▶ Aim of the task: All the lines below should appear again unchanged, though their pictures should not.

Stored data entries
BEGIN

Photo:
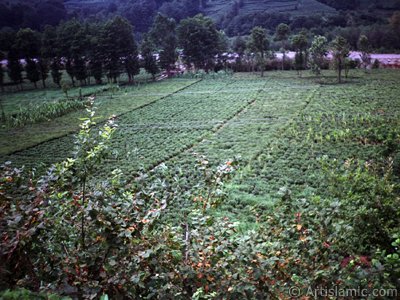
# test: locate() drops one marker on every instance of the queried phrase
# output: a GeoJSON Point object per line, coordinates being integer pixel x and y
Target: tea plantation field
{"type": "Point", "coordinates": [281, 126]}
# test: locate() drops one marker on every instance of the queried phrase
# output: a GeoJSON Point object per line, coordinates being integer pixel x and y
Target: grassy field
{"type": "Point", "coordinates": [217, 9]}
{"type": "Point", "coordinates": [281, 125]}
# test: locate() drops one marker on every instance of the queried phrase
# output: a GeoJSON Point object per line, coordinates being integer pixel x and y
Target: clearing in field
{"type": "Point", "coordinates": [280, 125]}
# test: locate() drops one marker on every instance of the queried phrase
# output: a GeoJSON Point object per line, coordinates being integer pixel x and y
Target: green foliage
{"type": "Point", "coordinates": [199, 39]}
{"type": "Point", "coordinates": [32, 71]}
{"type": "Point", "coordinates": [163, 34]}
{"type": "Point", "coordinates": [14, 67]}
{"type": "Point", "coordinates": [32, 114]}
{"type": "Point", "coordinates": [23, 294]}
{"type": "Point", "coordinates": [118, 42]}
{"type": "Point", "coordinates": [318, 51]}
{"type": "Point", "coordinates": [259, 43]}
{"type": "Point", "coordinates": [340, 51]}
{"type": "Point", "coordinates": [168, 229]}
{"type": "Point", "coordinates": [150, 62]}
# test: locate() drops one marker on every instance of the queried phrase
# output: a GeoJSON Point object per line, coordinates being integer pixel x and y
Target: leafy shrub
{"type": "Point", "coordinates": [71, 233]}
{"type": "Point", "coordinates": [43, 112]}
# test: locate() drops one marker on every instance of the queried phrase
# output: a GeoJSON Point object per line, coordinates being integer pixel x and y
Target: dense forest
{"type": "Point", "coordinates": [236, 18]}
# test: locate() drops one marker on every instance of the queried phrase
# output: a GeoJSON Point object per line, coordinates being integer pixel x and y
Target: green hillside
{"type": "Point", "coordinates": [217, 9]}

END

▶ Output:
Photo:
# test: locate() drops one marker on every instance of the queried phrase
# output: a GeoJSON Point object per line, coordinates being integer pixel x and y
Target: tea plantation field
{"type": "Point", "coordinates": [281, 126]}
# test: locate() drops one marker on every instance of the queried phrase
# output: a GeoJSON Point object per line, coordinates being integer pixel x and y
Target: grassy field
{"type": "Point", "coordinates": [217, 9]}
{"type": "Point", "coordinates": [281, 125]}
# test: locate() drops one marker on every instance of the queried phrase
# output: a GeoJSON Point object per line, coordinates being integer pixel x and y
Target: clearing in field
{"type": "Point", "coordinates": [280, 125]}
# test: locate() drops one marker on every instance of the queried phrase
# output: a GeoJSON Point object per line, coordinates being integer pixel x and y
Target: green foliage
{"type": "Point", "coordinates": [199, 39]}
{"type": "Point", "coordinates": [32, 71]}
{"type": "Point", "coordinates": [163, 34]}
{"type": "Point", "coordinates": [14, 67]}
{"type": "Point", "coordinates": [32, 114]}
{"type": "Point", "coordinates": [23, 294]}
{"type": "Point", "coordinates": [118, 42]}
{"type": "Point", "coordinates": [318, 51]}
{"type": "Point", "coordinates": [259, 43]}
{"type": "Point", "coordinates": [340, 51]}
{"type": "Point", "coordinates": [168, 229]}
{"type": "Point", "coordinates": [150, 62]}
# test: locate() drops one marker on every instance of the queried phrase
# output: a GeoJSON Point object per line, coordinates being integer pixel x and y
Target: leafy shrub
{"type": "Point", "coordinates": [71, 233]}
{"type": "Point", "coordinates": [43, 112]}
# test: locate() drops one marker on every instance of the queried phrase
# output: a GeoJSON Point object per line, coordinates being integer pixel x and y
Target: dense forest
{"type": "Point", "coordinates": [236, 18]}
# test: locate() drops one marker on every instance of the queried phrase
# output: a GeoJSON Point object per line, coordinates being integer pixel x and y
Target: green hillside
{"type": "Point", "coordinates": [217, 9]}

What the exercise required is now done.